4 Ways in Pandemic Voice AI:
1. Touchless Payments:
As per Business Insider’s Voice Payments Report, 31% of US adults will be using voice payments by 2022. Top 3 factors that will fuel the growth are:
• An explosion of voice-enabled devices
• Generational gains in AI
• A strong consumer value proposition for voice payments.
Newly launched technologies like Speech-to-Meaning technology – is making voice payments as easy as talking to a banker and getting the transaction cleared. The new normal says instead of handing over a credit card or typing down a code into the touchscreen, payments and financial interactions at ATMs, gas station pump, drive through restaurants and pharmacies will be seamless and convenient to ask your voice assistant for may be asking for the weather.
2. Voice Interfaces in Public Areas:
In the new normal where the demand for touchless interfaces are growing at an exponential rate, the opportunity for voice interfaces in the public places are almost endless. Voice AI can be used at the home – in the light switches, thermostats and bathroom fixtures at work. It can also be implemented in crowded places like elevators and kiosks. AI-powered Conversational devices are already available for the smart home manufacturers and businesses – they just need to be adopted and used effectively.

Data supplied:
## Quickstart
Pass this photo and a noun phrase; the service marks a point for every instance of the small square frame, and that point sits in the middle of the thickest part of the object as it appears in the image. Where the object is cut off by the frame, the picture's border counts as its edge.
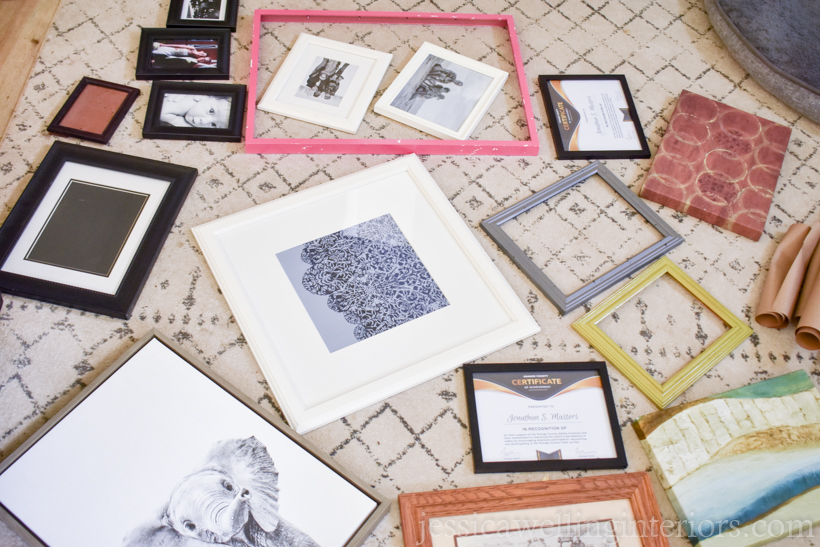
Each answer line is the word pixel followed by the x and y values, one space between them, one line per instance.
pixel 661 394
pixel 121 303
pixel 56 128
pixel 153 128
pixel 350 123
pixel 418 508
pixel 568 302
pixel 254 145
pixel 564 154
pixel 175 19
pixel 159 345
pixel 385 108
pixel 222 71
pixel 481 466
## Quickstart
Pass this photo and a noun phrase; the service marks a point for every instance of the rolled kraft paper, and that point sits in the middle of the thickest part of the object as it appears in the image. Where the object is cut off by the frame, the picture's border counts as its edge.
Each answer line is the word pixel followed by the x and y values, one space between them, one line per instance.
pixel 782 286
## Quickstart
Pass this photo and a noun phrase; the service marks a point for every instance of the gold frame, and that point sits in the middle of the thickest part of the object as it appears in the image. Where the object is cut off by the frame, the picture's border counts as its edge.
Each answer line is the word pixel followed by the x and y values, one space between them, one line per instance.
pixel 665 393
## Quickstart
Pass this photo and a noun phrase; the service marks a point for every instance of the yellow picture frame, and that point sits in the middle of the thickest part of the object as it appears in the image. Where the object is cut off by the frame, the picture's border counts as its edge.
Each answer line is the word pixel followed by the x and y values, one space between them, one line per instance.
pixel 662 394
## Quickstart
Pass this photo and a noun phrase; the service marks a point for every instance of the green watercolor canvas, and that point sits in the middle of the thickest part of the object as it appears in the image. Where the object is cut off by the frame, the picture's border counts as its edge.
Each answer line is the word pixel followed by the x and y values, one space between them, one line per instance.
pixel 742 468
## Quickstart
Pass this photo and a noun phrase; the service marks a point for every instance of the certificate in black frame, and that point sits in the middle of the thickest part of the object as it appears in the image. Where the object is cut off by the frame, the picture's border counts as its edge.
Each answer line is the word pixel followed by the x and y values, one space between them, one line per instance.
pixel 545 377
pixel 227 20
pixel 103 136
pixel 179 180
pixel 568 302
pixel 562 116
pixel 222 96
pixel 254 447
pixel 164 46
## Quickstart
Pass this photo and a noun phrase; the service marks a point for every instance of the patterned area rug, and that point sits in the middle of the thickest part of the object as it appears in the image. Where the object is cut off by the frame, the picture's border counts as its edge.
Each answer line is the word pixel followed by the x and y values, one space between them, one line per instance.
pixel 418 440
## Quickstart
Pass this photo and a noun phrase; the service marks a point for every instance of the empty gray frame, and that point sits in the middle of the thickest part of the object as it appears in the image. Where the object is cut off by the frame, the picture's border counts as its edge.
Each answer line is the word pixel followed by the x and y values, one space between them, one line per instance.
pixel 568 302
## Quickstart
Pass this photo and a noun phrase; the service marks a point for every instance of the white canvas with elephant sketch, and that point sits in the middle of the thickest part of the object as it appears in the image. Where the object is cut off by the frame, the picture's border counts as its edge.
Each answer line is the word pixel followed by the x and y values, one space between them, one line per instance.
pixel 111 465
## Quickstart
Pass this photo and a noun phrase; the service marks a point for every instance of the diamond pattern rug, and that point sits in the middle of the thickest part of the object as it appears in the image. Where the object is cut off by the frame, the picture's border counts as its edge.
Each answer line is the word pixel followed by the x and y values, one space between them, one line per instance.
pixel 417 440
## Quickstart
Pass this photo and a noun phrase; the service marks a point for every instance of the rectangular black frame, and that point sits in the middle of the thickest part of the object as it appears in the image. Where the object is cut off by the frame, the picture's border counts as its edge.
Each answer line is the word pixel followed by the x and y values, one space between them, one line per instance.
pixel 618 462
pixel 150 35
pixel 568 302
pixel 176 21
pixel 379 511
pixel 121 303
pixel 564 154
pixel 153 129
pixel 102 138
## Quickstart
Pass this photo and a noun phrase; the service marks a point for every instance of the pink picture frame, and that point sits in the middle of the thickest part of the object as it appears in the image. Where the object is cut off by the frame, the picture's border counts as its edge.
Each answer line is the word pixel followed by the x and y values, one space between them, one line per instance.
pixel 253 145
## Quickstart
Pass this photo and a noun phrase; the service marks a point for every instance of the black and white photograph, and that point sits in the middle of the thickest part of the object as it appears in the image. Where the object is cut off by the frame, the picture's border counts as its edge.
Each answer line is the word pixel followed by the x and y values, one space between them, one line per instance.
pixel 328 81
pixel 162 452
pixel 195 111
pixel 184 54
pixel 442 92
pixel 208 10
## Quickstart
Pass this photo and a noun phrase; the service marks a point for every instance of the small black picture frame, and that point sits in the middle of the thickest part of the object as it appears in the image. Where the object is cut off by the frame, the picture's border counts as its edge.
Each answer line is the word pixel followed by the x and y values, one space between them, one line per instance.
pixel 184 54
pixel 60 249
pixel 568 302
pixel 170 121
pixel 84 114
pixel 535 388
pixel 565 118
pixel 203 14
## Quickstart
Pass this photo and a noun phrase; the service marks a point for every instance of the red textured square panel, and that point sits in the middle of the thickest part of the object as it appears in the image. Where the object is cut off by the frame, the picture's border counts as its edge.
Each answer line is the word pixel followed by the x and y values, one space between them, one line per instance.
pixel 718 164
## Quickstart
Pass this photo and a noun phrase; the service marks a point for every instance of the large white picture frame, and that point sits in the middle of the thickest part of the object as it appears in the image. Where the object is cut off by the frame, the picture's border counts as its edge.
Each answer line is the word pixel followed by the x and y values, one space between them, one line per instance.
pixel 326 82
pixel 442 93
pixel 462 308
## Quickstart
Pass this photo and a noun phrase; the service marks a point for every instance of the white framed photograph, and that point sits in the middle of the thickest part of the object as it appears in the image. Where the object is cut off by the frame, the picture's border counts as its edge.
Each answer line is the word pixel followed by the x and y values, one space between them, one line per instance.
pixel 360 288
pixel 326 82
pixel 442 93
pixel 159 450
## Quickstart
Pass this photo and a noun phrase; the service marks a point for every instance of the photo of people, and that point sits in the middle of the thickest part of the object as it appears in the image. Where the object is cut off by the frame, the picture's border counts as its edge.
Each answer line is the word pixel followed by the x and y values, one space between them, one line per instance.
pixel 195 110
pixel 327 81
pixel 442 92
pixel 183 54
pixel 208 10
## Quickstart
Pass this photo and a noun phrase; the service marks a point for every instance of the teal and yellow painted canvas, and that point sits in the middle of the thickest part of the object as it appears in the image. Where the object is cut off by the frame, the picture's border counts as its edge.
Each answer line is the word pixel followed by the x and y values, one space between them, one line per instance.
pixel 741 468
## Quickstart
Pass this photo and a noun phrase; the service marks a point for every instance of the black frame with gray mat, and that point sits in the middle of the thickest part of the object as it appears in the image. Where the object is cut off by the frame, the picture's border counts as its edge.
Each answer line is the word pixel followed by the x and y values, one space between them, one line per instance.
pixel 139 259
pixel 109 439
pixel 568 302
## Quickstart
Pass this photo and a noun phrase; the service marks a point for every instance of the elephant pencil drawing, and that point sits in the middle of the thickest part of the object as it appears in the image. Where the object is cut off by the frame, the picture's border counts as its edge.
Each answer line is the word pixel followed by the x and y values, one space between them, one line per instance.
pixel 232 500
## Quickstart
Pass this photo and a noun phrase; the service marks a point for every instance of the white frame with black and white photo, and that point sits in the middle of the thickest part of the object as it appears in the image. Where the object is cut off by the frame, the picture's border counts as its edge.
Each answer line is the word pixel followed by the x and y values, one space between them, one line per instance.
pixel 315 385
pixel 155 127
pixel 416 74
pixel 282 95
pixel 120 463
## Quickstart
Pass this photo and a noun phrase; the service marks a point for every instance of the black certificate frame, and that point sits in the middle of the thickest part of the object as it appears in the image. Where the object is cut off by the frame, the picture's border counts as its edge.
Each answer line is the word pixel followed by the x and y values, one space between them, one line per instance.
pixel 154 129
pixel 482 466
pixel 561 152
pixel 121 303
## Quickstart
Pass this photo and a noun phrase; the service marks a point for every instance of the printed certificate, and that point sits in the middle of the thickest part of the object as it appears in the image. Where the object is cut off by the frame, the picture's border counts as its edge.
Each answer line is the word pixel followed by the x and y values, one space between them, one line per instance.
pixel 532 415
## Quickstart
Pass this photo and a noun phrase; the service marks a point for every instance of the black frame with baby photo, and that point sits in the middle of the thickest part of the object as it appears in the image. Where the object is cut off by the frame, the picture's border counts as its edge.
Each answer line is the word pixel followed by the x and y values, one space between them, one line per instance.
pixel 134 439
pixel 220 62
pixel 226 20
pixel 158 125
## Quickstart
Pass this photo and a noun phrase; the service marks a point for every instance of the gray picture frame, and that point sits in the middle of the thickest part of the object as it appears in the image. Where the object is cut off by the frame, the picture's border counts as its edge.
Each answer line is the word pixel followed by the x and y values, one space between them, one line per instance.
pixel 382 505
pixel 568 302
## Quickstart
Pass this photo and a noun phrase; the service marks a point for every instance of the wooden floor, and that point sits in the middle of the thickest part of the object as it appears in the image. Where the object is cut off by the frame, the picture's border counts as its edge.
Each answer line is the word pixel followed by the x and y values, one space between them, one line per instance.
pixel 23 27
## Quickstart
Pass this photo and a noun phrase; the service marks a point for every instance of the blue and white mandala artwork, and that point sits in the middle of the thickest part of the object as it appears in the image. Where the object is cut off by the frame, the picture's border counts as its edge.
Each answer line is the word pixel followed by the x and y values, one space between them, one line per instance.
pixel 361 281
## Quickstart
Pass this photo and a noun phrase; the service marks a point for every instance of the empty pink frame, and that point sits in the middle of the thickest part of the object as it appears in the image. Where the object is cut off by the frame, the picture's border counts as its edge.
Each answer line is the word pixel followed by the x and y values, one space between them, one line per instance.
pixel 254 145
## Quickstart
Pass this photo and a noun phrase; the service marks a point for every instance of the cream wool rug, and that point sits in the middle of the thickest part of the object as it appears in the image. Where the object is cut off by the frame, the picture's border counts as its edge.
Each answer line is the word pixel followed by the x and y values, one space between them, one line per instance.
pixel 418 440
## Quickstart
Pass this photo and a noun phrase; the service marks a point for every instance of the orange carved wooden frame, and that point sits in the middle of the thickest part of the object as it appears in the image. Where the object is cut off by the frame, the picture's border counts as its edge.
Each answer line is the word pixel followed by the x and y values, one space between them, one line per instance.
pixel 418 508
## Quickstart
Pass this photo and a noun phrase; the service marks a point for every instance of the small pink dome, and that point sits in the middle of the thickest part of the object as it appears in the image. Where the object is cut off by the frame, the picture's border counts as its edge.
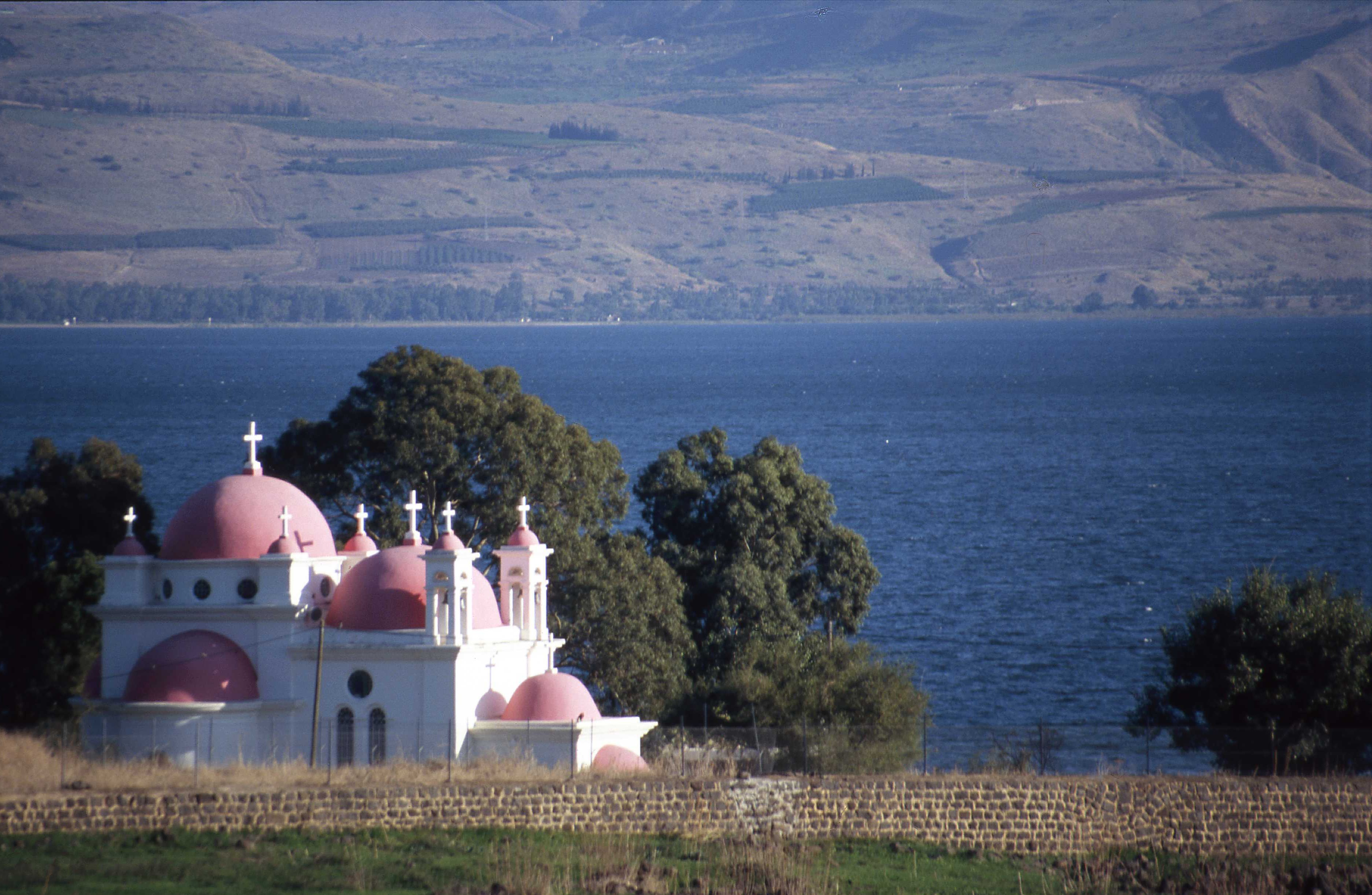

Your assignment:
Answer these questions from the voice AI passage:
1. According to Business Insider’s Voice Payments Report, what percentage of US adults will be using voice payments by 2022?
2. What three factors does the passage list as fueling that growth?
3. Which two crowded places does the passage name as places where voice AI can be implemented?

Solved problem:
1. 31%.
2. An explosion of voice-enabled devices, generational gains in AI, and a strong consumer value proposition for voice payments.
3. Elevators and kiosks.